**Consigne 1**:
Pouvez-vous redonner mot pour mot le passage du texte source ci-dessous qui commence par « La lutte contre » et s'arrête après « Komintern par Boukharine. » ?

**Texte source**:
La lutte contre le trotskysme dans le PC de Yougoslavie

Document rédigé en collaboration avec Pavlusko Imsirovic

Après l’interdiction du PCY (Parti Communiste de Yougoslavie) dans les années 1920, la plus grande partie de la direction du PCY s’est repliée à Moscou et s’est subordonnée à la mise au pas de la ligne politique et des ressources humaines d’abord zinoviévistes puis staliniennes – avec une courte période de direction du Komintern par Boukharine.

Le PCY a été fondé en 1919. C’était le parti communiste le plus puissant des Balkans et il a été interdit par la répression policière dès la fin de l’année 1920, après son grand succès aux élections de 1920. Malgré cela, le PCY a tenu quatre congrès jusqu’en 1928, et aucun congrès au cours des vingt années suivantes. Le Cinquième Congrès du PCY s’est tenu à l’été 1948. Cette période de vingt ans (1928-1948) a été une période de stalinisation rigide du PCY, qui a culminé avec la liquidation du Comité Central de Milan Gorkić (Josip Čižinsky) en 1937 et avec la nomination de  Josip Broz Tito au poste de Secrétaire Général en 1940 (et non en 1937 comme il est dit dans les légendes officielles).

**Consigne 2**:
Quelles lignes des enregistrements ci-dessous contiennent le mot « jacket » ? Sélectionnez-les toutes et recopiez-les telles quelles.

**Enregistrements fournis**:
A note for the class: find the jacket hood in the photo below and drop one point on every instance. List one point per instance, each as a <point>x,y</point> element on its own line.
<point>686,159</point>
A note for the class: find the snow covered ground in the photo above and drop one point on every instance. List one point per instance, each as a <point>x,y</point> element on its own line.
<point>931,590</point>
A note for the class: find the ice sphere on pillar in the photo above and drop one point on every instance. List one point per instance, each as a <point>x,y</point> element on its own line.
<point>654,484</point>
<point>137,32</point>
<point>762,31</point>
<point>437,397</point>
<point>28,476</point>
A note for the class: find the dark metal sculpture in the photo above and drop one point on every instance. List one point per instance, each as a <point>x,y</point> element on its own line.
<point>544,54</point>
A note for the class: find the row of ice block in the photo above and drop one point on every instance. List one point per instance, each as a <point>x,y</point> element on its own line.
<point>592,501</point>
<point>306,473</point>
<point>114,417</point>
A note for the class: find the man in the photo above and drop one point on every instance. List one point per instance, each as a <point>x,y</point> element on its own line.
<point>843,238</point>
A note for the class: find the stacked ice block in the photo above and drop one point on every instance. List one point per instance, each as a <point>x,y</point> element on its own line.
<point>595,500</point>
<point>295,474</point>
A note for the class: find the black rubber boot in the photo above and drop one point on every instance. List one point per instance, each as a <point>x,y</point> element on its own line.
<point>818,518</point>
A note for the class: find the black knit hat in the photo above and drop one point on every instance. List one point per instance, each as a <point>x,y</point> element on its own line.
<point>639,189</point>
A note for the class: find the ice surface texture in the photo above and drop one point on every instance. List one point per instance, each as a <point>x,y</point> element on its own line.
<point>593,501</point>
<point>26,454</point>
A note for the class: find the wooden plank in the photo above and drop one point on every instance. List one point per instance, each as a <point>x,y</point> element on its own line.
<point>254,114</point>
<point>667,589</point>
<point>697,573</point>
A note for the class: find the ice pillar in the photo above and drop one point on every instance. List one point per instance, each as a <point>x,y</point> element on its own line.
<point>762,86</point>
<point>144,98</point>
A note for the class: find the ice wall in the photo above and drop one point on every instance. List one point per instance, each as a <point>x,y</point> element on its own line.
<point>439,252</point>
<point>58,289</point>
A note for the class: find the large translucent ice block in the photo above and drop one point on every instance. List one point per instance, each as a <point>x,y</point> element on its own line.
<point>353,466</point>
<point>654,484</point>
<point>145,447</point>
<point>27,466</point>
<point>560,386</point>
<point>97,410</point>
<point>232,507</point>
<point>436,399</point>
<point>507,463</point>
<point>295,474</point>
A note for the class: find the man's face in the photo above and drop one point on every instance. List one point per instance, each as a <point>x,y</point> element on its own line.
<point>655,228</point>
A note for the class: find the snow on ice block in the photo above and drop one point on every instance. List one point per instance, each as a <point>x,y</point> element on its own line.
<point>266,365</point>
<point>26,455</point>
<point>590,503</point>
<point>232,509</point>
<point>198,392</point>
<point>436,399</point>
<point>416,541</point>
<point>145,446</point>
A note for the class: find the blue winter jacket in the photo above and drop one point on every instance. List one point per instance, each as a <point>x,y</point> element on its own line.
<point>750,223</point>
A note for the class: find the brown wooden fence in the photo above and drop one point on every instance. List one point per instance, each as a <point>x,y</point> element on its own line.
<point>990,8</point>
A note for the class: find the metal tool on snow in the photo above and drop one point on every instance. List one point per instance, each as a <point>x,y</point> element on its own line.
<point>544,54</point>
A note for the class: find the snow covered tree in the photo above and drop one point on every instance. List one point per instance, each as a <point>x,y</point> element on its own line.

**Bonne réponse 1**:
La lutte contre le trotskysme dans le PC de Yougoslavie

Document rédigé en collaboration avec Pavlusko Imsirovic

Après l’interdiction du PCY (Parti Communiste de Yougoslavie) dans les années 1920, la plus grande partie de la direction du PCY s’est repliée à Moscou et s’est subordonnée à la mise au pas de la ligne politique et des ressources humaines d’abord zinoviévistes puis staliniennes – avec une courte période de direction du Komintern par Boukharine.

**Bonne réponse 2**:
A note for the class: find the jacket hood in the photo below and drop one point on every instance. List one point per instance, each as a <point>x,y</point> element on its own line.
A note for the class: find the blue winter jacket in the photo above and drop one point on every instance. List one point per instance, each as a <point>x,y</point> element on its own line.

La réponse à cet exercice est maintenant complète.